[Extract]
This is a follow up story for Eden Data. If you're interested in reading how they got started, published about 2 years ago, check it out here.
Hello again! Remind us who you are and what business you started.
My name is Taylor Hersom, and I’m the founder and CEO of Eden Data (the OG Adam to the Garden, so-to-speak). Since I realize you’re reading this article for what was built not who built it, which is far more interesting anyway, I’ll start with my pitch- Eden Data is a subscription-based cybersecurity consulting firm focused on helping startups build security, compliance, & data privacy programs that are as innovative and disruptive as the company themselves. Leveraging the client’s unique differentiators and tech stack, we help enable them to:
- Win more sales while adhering to new regulatory standards
- Attract clients/investors with data privacy assurance
- Attain long term scalability by building programs that are SaaS and automation-first
- Breach mitigation through continuous compliance optimization
- ... and most importantly, free your resources to focus on your business
How I came about creating this business concept is a classic story: boy gets a job at a global consulting firm, the boy has a knack for it, the boy thinks there’s a better way to conduct the business and markets left unserved, boy builds a company that can do it better. It’s not memoir-worthy, but you get the gist. Before starting Eden Data, I had the great fortune of working for Deloitte, a global consulting firm that offered its employees fantastic experience-building opportunities, but their model of consulting can’t scale to [what I humbly and unbiasedly think is] the most exciting market for innovation: startups. I also strongly felt there was a quality gap in the market between the consulting firm's enterprise organizations that can afford to hire and firms that serve SMB’s. After taking a position as Chief Information Security Officer (CISO) at a different firm, I realized I would never be truly satisfied until I built something that was genuinely mine and that was capable of fulfilling the passion I’d developed for solving this gap.
And thus on the 10,950th day (because I was 30yrs old), Eden Data was born. True to my vision, we have defied the outdated model of consulting that builds a dependency on consulting services, and instead it is our core belief that we should continuously prove our value through our leadership, evolving knowledge, & agile programs.

[Problem statement] What outcomes does the bulleted list in the Eden Data interview above say the firm helps clients achieve?

[Object location annotation data]
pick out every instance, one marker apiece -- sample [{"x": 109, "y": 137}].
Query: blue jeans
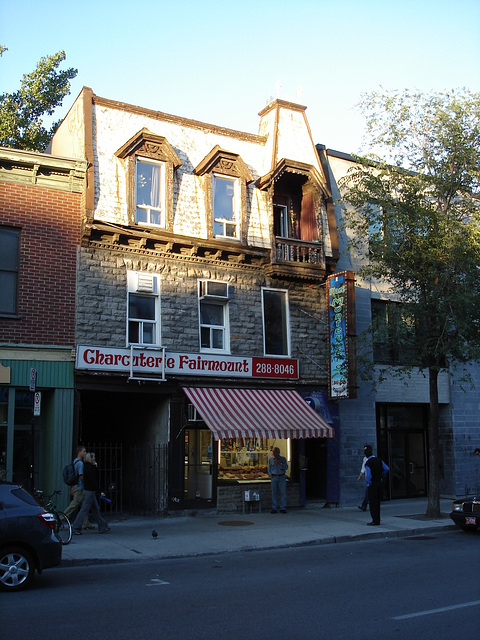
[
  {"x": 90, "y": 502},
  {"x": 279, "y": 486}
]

==

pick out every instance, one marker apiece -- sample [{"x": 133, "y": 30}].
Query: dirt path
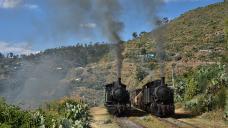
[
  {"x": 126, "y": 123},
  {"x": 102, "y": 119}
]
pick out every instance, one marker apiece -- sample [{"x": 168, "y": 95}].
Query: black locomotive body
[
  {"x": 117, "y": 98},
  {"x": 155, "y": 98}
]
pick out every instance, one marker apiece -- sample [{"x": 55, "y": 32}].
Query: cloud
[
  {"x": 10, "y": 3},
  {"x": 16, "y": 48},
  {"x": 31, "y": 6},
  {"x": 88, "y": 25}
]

[Output]
- Win more sales while adhering to new regulatory standards
- Attract clients/investors with data privacy assurance
- Attain long term scalability by building programs that are SaaS and automation-first
- Breach mitigation through continuous compliance optimization
- Free your resources to focus on your business